▸ **STUDY TEXT**:
They gave me the option of putting their badge on my site but I can’t decide whether to do it or not - even though Guy Kawasaki is one of the leading folks over there and I enjoy his blog “How To Save the World” immensely.
Reminds me of the old lines “If nominated I will not run, if elected I will not serve” etc.
But what do you guys think about getting awards and putting badges up on your pages? Good thing - bad thing? Do it? Don’t do it?
Should I put one of these badges up on my site? Would you?
Blog Developments and What’s Coming Here
If you see a few bumps in this blog in the next week or so it’s because I’ve upgraded to the latest version of Wordpress and have de-installed and am re-installing all the plug-ins and software that makes this amazing bit of software work.
So far it has been seamless (insert sound of Doug reaching for something wooden and saying “touch wood”) and the little bit of software (plug-ins) have even been automatically upgraded. Let’s here it for that little touch of easy installation! But as I’ve been taught in the old school of upgrading, you upgrade and then install each plug-in separately and test-test-test so that you know which one messes things up. So far so good.
The fun thing is that I’ve just finished doing a bit of research into “comments” and the plug-ins that will make this blog even more functional for readers.
What you can look forward to - removing the “nofollow” tag. If you don’t know what this is, stay tuned as I give you all a bit of link-love.
A plug-in that will automatically give the last title of *your* blog so that when you make a comment here and somebody reads your comment, you get an ad in the comment section for folks to go and read your blog. Make a comment here in my blog and I’m going to try to help you drive traffic to your blog. This means of course that I’m going to be ever-vigilant in deleting spammers and folks who are just trying to collect links.
And more!
I think the entire “comment” section of garden blogs has been really ignored and under-used so far. My research says we can do better. So I’m going to try. And I’m sure you’ll let me know how it’s working out for you.
How I Doubled My Adsense Ad Income
Now this is a very simple technique and I have it set up on my sites already but this is the very first time I did it to a real garden advertiser.
If you have an Google Adsense account, you’ll see control tabs Adsense Setup>Allowed Sites and a box that allows you to ban URLs from advertising on your site. Normally, this is used to ban competitors. So if you’re Coke - you don’t want Pepsi targeting your Coke site with their ads so you ban their website.

▸ **TASKS AND EXERCISES**:
1) According to the blog post, what did the writer upgrade to?
2) Copy the passage of the blog post beginning at the words "How I Doubled" and stopping after "ban their website.".

▸ **DATA**:
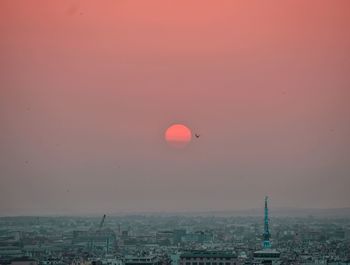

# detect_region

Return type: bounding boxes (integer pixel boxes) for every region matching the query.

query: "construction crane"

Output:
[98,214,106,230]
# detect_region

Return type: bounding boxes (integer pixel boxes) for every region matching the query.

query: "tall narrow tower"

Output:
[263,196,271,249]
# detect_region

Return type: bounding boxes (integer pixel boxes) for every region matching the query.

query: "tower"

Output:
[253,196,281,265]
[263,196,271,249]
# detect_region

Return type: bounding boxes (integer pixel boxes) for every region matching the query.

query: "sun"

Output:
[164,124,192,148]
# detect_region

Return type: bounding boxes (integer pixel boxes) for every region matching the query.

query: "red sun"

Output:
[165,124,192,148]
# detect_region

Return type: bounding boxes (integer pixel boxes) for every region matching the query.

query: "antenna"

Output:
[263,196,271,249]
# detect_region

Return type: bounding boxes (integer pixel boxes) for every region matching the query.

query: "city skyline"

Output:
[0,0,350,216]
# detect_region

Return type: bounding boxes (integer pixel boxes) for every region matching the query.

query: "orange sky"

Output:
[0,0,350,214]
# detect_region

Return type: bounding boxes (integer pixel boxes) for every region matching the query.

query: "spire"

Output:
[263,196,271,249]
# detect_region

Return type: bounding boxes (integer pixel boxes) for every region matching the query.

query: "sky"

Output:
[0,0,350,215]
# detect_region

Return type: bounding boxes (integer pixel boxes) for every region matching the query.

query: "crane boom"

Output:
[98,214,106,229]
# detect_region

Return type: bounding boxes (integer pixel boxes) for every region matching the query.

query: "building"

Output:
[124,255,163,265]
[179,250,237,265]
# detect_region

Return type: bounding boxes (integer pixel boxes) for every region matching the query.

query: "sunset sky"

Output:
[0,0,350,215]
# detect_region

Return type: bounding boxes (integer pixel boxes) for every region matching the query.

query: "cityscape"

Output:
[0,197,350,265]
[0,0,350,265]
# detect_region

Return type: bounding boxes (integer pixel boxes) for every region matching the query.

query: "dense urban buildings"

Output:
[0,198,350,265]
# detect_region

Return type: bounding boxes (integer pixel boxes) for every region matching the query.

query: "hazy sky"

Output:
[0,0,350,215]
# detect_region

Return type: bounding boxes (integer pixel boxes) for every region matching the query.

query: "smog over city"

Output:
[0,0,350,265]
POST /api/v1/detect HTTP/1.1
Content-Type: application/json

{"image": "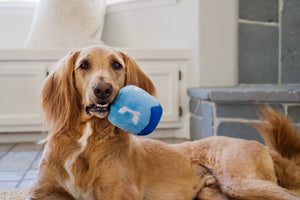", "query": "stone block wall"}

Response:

---

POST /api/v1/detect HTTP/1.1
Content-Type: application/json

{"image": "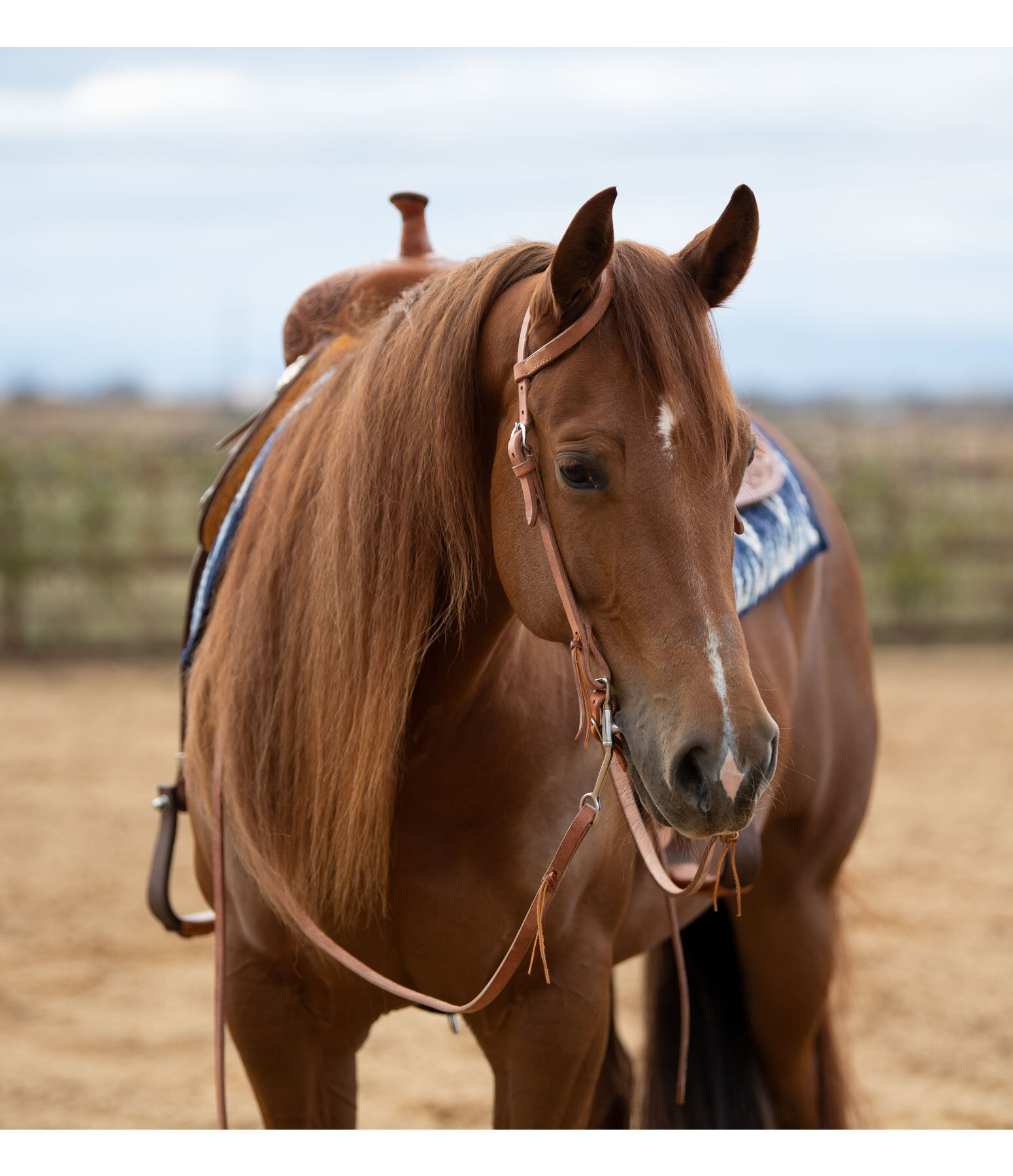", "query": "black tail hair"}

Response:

---

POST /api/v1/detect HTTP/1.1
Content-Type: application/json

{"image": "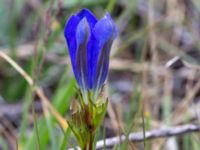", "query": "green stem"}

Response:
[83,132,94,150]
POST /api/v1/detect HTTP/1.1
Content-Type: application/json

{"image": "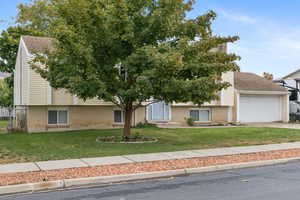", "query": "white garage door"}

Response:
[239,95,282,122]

▸ **ANSWERS FOR THE TASKS**:
1) The latest version of Wordpress.

2)
How I Doubled My Adsense Ad Income
Now this is a very simple technique and I have it set up on my sites already but this is the very first time I did it to a real garden advertiser.
If you have an Google Adsense account, you’ll see control tabs Adsense Setup>Allowed Sites and a box that allows you to ban URLs from advertising on your site. Normally, this is used to ban competitors. So if you’re Coke - you don’t want Pepsi targeting your Coke site with their ads so you ban their website.